# Start of Text segment

I received my mother’s whisk photo and story in the mail. How refreshing in this age of technology! I hope this warms your heart as it does mine. I also shared one of my favorite recipes from her collection. Enjoy!

Memories of Home and Holidays

Ione M. (Kosbab) Dixon

My passion for cooking comes from my Midwest ties and upbringing that offered varieties of ethnic foods enjoyed at home and shared with family and friends.

My mother offered Corn Flake Chicken before I moved to Battle Creek, Michigan. She was famous for her noodle and tomato entre called “worms”. A favorite holiday presentation of a whole cauliflower with cooked broccoli surrounding it and topped with cream of shrimp soup. Some family members recall that our vegetables were cooked to death at times.

Dad took over the kitchen on occasional Saturdays stirring up kraut and pork, soups and even tried his luck at canning Hungarian peppers. I think this is why Carol enjoys the burn of Tex-Mex dishes.

Christmas usually featured roast goose and red cabbage and I have picked up on baking a Norwegian Christmas bread called Jule Kake filled with the addition of ground cardamom seed — so good!

I suspect many of us increased our cooking talents after marriage and hopefully included the children and husband with preparation too. Now married to Bob after 10 years, we have entertained extended family and friends, grandchildren and grand dogs in our newest home with a kitchen larger, more convenient and welcoming. I probably have a “whisk deficit” in my kitchen but I use it often I treasure it because it was a gift from my sister Karen who was such a good cook with a great sense of humor.

# End of Text segment
# Start of Excerpted records

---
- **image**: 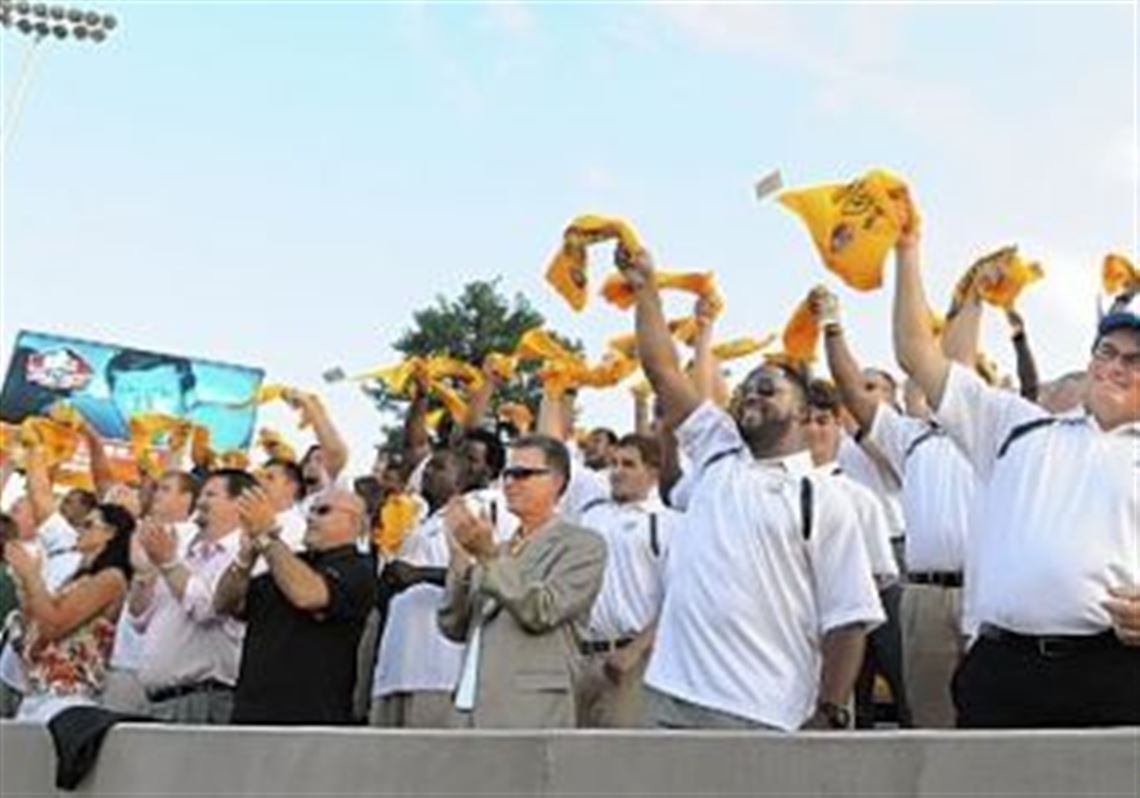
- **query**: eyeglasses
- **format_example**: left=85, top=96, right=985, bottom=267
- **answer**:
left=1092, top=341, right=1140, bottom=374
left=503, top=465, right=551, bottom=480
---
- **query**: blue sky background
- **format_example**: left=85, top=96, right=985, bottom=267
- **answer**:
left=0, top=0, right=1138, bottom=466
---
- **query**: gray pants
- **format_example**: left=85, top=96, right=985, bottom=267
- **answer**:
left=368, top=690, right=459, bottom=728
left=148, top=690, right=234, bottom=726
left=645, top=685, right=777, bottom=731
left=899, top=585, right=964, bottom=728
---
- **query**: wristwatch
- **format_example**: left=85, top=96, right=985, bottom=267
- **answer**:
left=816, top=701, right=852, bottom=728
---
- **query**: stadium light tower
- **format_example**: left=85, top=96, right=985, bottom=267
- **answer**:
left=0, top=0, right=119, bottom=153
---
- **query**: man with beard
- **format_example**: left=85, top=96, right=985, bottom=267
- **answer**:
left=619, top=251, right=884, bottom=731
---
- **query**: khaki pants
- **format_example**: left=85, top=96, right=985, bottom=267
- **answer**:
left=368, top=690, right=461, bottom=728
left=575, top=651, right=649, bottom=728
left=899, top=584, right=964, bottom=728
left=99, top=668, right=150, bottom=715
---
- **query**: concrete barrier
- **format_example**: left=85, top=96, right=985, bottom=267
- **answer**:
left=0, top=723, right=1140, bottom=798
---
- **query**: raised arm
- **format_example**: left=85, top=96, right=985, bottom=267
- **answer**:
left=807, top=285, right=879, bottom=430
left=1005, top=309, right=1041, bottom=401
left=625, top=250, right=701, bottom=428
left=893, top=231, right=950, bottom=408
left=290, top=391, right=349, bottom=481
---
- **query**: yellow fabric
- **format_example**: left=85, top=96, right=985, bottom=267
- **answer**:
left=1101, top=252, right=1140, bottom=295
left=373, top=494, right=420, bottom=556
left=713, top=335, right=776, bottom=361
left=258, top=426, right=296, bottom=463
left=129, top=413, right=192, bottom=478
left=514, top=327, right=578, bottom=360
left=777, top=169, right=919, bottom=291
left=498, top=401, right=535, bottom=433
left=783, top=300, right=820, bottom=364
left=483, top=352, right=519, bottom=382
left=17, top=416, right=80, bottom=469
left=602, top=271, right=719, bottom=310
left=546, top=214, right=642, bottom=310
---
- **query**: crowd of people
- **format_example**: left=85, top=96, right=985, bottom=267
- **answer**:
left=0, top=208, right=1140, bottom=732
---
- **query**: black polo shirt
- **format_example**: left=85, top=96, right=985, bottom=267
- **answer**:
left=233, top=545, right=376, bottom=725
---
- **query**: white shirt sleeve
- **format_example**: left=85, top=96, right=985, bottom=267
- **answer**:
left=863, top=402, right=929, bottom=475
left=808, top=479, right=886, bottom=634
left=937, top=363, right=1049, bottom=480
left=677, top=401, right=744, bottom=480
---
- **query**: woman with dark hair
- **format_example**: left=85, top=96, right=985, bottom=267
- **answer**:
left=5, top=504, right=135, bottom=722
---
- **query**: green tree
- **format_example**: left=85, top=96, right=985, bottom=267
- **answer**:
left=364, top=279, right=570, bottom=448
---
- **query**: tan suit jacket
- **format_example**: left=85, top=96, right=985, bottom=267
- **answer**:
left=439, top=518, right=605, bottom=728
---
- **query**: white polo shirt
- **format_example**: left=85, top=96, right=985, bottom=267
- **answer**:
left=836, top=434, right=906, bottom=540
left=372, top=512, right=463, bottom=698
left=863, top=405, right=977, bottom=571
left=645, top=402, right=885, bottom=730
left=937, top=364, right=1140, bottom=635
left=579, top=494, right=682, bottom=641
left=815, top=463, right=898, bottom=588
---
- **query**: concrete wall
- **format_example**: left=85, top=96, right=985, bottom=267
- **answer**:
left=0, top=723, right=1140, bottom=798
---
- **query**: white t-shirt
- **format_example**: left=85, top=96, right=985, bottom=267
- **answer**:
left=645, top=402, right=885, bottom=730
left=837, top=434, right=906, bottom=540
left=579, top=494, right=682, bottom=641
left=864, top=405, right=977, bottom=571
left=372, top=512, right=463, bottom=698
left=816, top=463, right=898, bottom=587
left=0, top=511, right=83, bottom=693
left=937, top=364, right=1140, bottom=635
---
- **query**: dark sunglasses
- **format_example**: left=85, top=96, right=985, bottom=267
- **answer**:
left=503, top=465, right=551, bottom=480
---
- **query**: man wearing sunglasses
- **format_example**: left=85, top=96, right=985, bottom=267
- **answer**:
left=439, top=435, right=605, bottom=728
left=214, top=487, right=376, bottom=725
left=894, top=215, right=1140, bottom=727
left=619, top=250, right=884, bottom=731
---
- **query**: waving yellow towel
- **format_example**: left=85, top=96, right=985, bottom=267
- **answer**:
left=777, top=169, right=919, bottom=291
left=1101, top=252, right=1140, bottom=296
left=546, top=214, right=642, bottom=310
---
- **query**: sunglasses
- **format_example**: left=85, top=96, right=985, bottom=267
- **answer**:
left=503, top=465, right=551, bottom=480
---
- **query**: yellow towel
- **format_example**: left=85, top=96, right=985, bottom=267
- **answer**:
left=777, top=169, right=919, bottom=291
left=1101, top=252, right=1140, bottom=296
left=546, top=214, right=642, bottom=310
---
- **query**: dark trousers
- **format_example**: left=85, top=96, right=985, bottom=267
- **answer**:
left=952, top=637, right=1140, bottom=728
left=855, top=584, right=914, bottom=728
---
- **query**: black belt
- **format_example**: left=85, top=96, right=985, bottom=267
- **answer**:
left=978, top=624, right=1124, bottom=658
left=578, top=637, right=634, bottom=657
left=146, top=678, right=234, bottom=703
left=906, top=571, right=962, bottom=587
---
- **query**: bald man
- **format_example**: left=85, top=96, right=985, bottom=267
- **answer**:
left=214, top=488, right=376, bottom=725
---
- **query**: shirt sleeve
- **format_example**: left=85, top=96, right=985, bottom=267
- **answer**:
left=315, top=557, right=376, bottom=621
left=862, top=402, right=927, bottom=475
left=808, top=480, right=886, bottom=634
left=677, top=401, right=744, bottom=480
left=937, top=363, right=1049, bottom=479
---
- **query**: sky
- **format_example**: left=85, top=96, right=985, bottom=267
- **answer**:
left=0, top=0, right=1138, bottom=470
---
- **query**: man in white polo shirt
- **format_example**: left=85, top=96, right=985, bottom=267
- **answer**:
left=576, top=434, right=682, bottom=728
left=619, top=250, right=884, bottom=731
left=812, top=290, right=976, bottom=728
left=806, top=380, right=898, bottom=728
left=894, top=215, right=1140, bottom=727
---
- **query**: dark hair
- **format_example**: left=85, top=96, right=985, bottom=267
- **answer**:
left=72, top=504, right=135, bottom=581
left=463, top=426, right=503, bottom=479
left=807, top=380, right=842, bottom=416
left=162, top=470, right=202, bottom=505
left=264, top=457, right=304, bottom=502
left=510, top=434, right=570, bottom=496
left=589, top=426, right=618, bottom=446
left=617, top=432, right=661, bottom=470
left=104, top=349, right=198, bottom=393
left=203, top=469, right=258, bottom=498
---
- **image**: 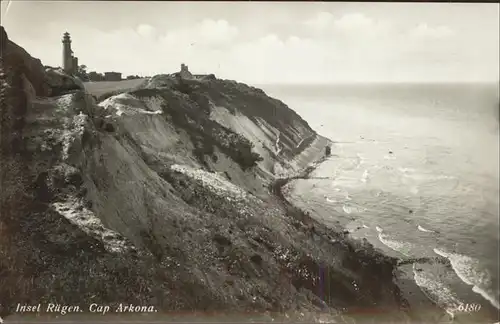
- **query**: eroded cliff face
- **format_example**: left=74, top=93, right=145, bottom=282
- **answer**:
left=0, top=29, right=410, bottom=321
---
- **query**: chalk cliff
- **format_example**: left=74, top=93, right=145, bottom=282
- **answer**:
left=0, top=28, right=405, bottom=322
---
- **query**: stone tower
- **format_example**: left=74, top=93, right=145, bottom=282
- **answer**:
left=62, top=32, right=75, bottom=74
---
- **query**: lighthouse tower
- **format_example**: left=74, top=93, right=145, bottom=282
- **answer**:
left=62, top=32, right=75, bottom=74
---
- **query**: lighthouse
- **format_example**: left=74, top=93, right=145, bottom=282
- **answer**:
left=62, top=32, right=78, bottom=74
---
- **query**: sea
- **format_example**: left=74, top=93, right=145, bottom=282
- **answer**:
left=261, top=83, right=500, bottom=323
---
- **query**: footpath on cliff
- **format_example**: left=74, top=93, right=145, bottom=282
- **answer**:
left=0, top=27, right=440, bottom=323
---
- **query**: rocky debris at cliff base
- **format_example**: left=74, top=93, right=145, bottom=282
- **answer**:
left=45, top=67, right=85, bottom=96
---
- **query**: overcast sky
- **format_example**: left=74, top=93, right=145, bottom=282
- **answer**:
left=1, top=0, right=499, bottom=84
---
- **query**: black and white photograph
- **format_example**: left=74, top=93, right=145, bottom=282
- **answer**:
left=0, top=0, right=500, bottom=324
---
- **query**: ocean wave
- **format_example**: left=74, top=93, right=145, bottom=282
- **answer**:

# End of Excerpted records

#### Exercises:
• a. Which foods does the family cooking memoir connect with Christmas? List every one.
• b. Do these statements agree with the family cooking memoir? Answer yes or no for each, and quote the words that decide it.
(i) The kitchen in the newest home is smaller than the one before.
(ii) The whisk was a gift from the writer's sister Karen.
(iii) Dad tried canning Hungarian peppers.
• c. Carry the family cooking memoir forward from its final sentence.

#### Set of answers:
• a.
- Roast goose
- Red cabbage
- Jule Kake, a Norwegian Christmas bread made with ground cardamom seed

• b.
(i) No: "a kitchen larger, more convenient and welcoming"
(ii) Yes: "it was a gift from my sister Karen"
(iii) Yes: "even tried his luck at canning Hungarian peppers"

• c.
I am so proud of you Carol and your success in teaching basic cooking skills and techniques to young and old. We have been sharing recipes and embellishing them to our personal tastes.

And did I mention I also enjoy eating out?

Love you, Mom


Mom’s Famous Dinner Rolls

I’m very happy and proud to bring you this recipe from my mom’s personal collection. She entered these rolls in the Calhoun County Fair one year and won first place. Thanks mom!

1 cup milk

1/4 cup unsalted butter

1/4 cup sugar

1 teaspoon salt

1/2 cup warm water (105 – 115 degrees F)

2 packages (or 5 teaspoons) active dry yeast

pinch of sugar to feed the yeast

2 eggs, lightly beaten

5 to 6 cups bread flour, divided use

Melted butter to brush over rolls

Scald the milk (this means low heat–do not boil)

Stir in the butter, sugar and salt. Cool this mixture to warm (105 – 115 degrees F).

Put warm water in a bowl. Sprinkle yeast on top, add a pinch of sugar, and stir to dissolve. Let stand 5 minutes. It should foam slightly and have a “yeasty” aroma.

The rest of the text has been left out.